━━━━━ TASK INPUT
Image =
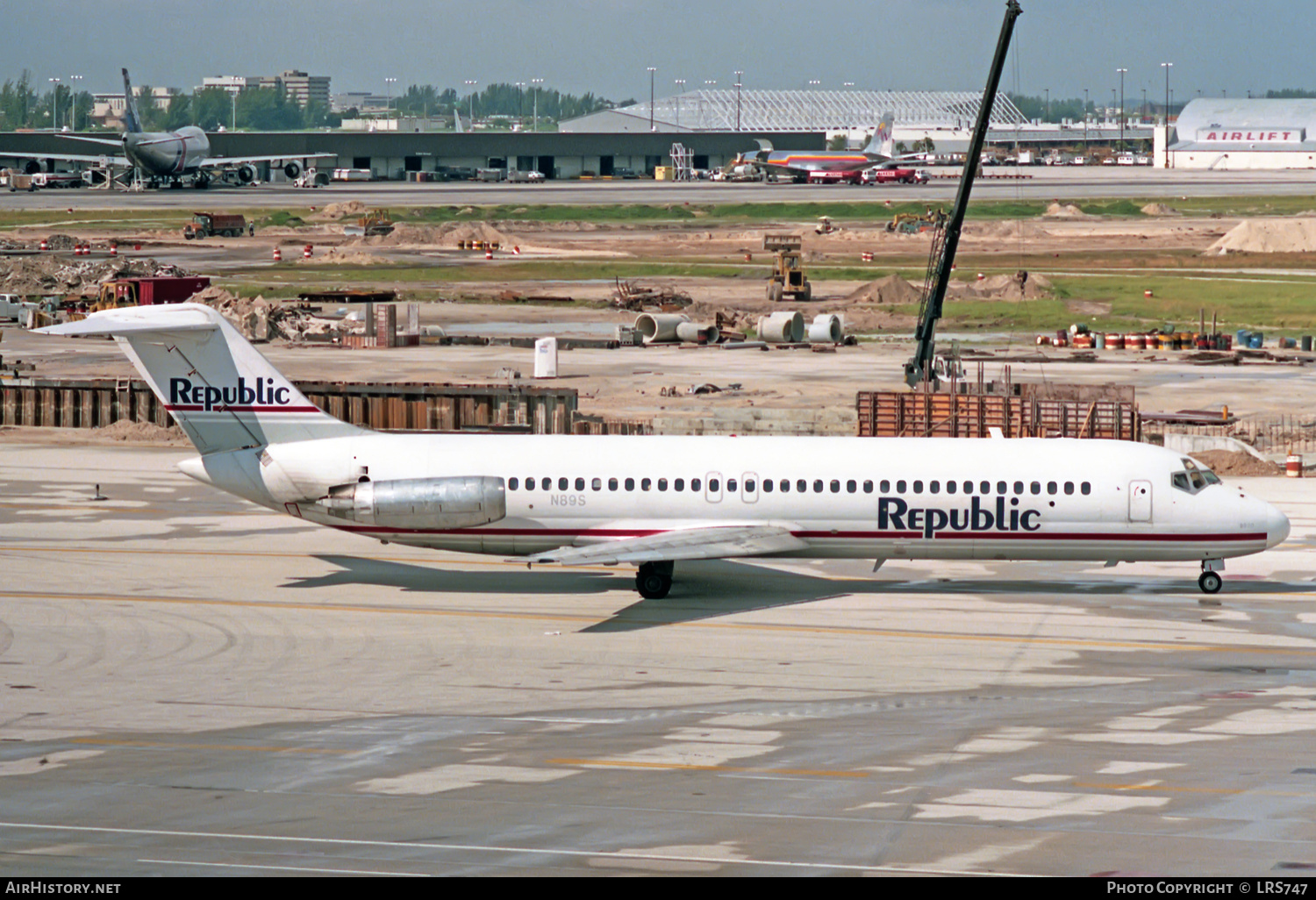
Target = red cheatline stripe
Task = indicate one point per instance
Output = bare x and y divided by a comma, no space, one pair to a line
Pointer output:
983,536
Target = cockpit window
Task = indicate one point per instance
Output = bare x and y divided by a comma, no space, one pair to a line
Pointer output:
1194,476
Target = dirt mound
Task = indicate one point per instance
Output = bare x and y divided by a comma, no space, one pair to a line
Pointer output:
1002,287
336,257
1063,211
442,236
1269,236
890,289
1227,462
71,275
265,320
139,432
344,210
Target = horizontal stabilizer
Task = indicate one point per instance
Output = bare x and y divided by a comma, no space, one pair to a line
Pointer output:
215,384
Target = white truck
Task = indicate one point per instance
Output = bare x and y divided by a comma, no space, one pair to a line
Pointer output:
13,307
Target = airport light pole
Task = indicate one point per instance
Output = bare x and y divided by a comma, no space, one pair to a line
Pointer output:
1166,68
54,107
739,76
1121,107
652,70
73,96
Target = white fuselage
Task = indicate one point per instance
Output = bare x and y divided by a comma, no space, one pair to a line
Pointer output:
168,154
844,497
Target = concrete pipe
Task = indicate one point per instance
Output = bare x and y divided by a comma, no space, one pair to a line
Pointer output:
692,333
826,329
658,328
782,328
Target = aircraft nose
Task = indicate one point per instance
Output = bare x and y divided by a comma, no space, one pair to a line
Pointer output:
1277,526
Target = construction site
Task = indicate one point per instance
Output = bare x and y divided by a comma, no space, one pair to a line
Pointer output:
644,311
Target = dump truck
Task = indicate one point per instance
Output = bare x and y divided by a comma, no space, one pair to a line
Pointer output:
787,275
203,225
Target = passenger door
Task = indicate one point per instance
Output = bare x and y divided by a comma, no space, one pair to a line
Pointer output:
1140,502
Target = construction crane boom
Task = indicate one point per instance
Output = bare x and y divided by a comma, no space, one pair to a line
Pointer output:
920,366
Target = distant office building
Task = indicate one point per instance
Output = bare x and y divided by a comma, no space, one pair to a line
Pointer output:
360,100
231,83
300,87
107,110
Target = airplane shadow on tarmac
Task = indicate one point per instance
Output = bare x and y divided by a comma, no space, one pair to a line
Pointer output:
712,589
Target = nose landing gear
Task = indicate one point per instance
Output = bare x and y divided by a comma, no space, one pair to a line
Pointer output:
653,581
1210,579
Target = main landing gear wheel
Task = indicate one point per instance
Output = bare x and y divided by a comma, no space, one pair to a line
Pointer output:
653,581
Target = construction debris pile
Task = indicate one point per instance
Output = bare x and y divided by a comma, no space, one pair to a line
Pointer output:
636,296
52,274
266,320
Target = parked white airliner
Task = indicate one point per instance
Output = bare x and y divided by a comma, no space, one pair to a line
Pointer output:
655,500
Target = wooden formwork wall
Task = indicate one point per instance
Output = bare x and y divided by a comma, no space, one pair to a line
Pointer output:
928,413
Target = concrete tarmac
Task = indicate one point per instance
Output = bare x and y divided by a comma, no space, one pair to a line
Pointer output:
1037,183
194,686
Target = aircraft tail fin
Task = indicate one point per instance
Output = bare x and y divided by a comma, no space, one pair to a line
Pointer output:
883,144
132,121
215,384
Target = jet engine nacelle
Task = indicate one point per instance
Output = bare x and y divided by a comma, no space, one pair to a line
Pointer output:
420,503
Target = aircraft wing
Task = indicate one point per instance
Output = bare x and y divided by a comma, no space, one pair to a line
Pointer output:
━━━━━━━━━━
◆ PROBLEM TO WORK ON
Transcribe the records above exactly, without images.

◆ EXERCISE ANSWER
Image =
Target = red cheatline stripe
Task = indicate one point per instance
Output = bare x and y divided by a comma, no space, one pair to a line
Pointer output:
983,536
Target = cockpit window
Task = indicate one point per instance
Output = bare x and y divided by a comma, no space, one pair to a line
Pointer output:
1194,476
Target = dirt mound
Task = indicate one point per instance
Output = bare x and y divided by a comma, no space, one pair to a line
Pointer output:
1002,287
336,257
1063,211
442,236
1269,236
890,289
1227,462
71,275
265,320
139,432
344,210
Target = horizontal stabilizer
Task = indicate one point per instance
Output = bare x and y divided by a comma, no space, one pair to a line
Pointer output:
215,384
Target = white truck
Task = indicate one point per instance
Output = bare x and y divided by a comma, no space, one pair to a line
Pointer output:
13,307
Target = airport light pole
Task = indicate one point per instance
Output = bare x and y divided by a comma, no space, one pair to a line
Pointer output:
1166,68
54,107
739,76
1121,107
652,70
73,96
Target = white fuselage
Task = indicate one point per instance
Output = bare x and y divided by a comma, no space, one pair to a line
Pointer output:
168,154
844,497
Target = concrete pipe
Task = indicate one point per instance
Output = bare x and y divided by a comma, no space, one pair to a line
Pointer output:
692,333
826,329
658,328
782,328
Target = aircraft nose
Task = indicate one point per instance
Output = bare x and y divided by a comma, no space, one pair to a line
Pointer output:
1277,526
Target = construction site
Task = indicate one point per instance
Output = bare x and y divided by a comma, no space, one pair to a line
Pointer output:
644,311
Target = dump truck
Task = indicate one point per instance
Output = bare x and y divided by a comma, no space, one pair to a line
Pointer output:
787,275
203,225
Target = passenger door
Task = indicate one point per instance
Output = bare x and y divided by a comma, no space, one pair to a line
Pointer output:
1140,502
Target = construction crane boom
Task = indicate one point per instance
Output = bare x and y divided by a comma, no space, one pair to a line
Pointer output:
920,366
Target = distant office building
Task = indicate one point per instance
Output = bare x and y divided by a comma, no space, one pair to a line
Pointer output:
360,100
231,83
300,87
107,110
Target = airplane shadow on tarmac
Task = indicate one point per instance
Output = bare x and y divided by a comma, no space, one pair to a line
Pointer output:
712,589
Target = nose landing gear
Task = indicate one point per instance
Output = bare x and y divided by a comma, no space, one pair to a line
Pointer output:
653,581
1210,579
Target = main landing gear wheel
Task = indicate one point per instance
Output = bare x and y divided by a comma, no space, one pair to a line
Pointer output:
653,581
Target = construction debris pile
Task = indicate one point per instance
Output = bare x and y divided by a comma, no space, one pair to a line
Pointer output:
636,296
52,274
266,320
Target = parked white airliner
Task = indicate one point per instance
Output = bare x and y divided by a comma, no space, one pair to a line
Pointer output:
655,500
Target = wooden formwork wall
Task = indicate one point per instance
Output = bare x and y divided by a comma, no space, one pair to a line
Pointer output:
928,413
Target = concrete tarmac
Task = indicate one point per instance
Output = bare x and y divided by a comma, no space, one pair to a line
Pointer output:
1037,183
194,686
Target = aircraft tail fin
Task = indicate one point per instance
Output = bare x and y divided by a comma, no space, one pair to a line
Pointer output:
883,144
132,121
215,384
Target = jet engine nacelle
Task = indicate one point per instance
Output = bare x and y divided by a comma, no space, one pair to a line
Pointer output:
420,503
Target = aircraft wing
Task = indicate one point per instance
Output = bare x and y divided by a comma, no space, one pair to a line
Pointer output:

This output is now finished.